** START OF RECORDS SUPPLIED **

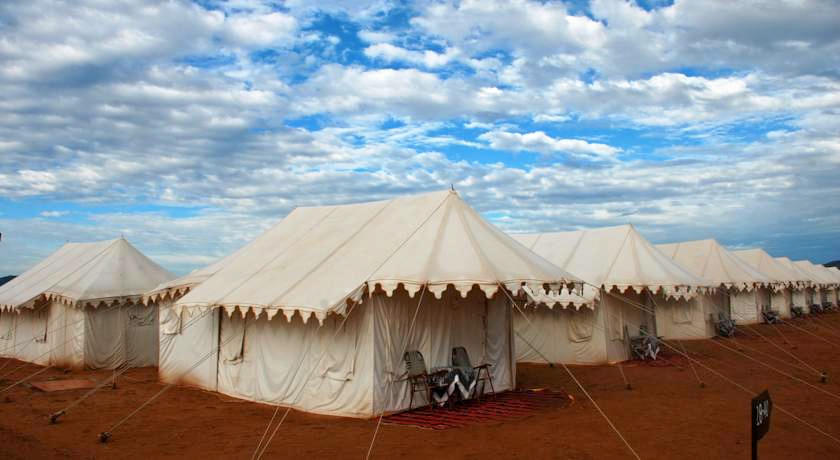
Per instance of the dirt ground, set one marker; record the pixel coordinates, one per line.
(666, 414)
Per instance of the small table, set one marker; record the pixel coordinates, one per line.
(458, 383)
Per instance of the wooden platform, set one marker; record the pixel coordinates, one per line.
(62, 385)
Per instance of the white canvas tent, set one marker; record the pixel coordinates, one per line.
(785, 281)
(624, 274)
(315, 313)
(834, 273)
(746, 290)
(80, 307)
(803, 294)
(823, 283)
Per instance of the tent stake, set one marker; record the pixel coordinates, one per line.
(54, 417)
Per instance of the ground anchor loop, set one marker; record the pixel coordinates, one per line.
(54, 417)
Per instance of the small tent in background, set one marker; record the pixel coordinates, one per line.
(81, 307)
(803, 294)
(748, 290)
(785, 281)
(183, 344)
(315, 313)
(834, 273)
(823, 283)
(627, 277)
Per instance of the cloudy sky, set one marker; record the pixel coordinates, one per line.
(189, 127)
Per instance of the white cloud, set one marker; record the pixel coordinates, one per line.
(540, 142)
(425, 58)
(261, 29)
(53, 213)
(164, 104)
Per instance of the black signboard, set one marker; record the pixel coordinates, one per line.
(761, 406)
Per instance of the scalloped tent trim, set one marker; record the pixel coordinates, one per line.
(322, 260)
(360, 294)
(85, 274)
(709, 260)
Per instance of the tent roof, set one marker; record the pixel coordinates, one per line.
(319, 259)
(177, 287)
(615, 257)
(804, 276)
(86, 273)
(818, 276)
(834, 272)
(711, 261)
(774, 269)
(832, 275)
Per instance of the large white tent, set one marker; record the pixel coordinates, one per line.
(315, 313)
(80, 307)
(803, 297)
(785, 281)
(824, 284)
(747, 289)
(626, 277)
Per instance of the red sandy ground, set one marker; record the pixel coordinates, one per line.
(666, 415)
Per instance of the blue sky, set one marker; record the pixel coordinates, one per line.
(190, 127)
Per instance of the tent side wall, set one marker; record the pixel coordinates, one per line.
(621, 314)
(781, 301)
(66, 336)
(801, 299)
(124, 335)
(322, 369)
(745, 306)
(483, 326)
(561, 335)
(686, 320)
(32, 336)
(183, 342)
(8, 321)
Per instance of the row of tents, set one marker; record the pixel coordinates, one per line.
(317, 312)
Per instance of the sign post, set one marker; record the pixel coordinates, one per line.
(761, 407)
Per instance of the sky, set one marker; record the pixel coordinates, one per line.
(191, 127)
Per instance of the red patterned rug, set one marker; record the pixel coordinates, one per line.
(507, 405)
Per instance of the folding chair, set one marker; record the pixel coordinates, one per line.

** END OF RECORDS SUPPLIED **

### PROBLEM TO SOLVE
Starting with the line that contains "Per instance of the red patterned" and going on through the last of the lines, write those lines out again with the requests included. Multiply every coordinate in the answers by 1.95 and round each to a whole number, rounding halves up.

### FINISHED TASK
Per instance of the red patterned rug, set one marker; record the pixel coordinates, one per line.
(989, 790)
Per instance of the folding chair, set one marker; record the pixel coordinates, one per line.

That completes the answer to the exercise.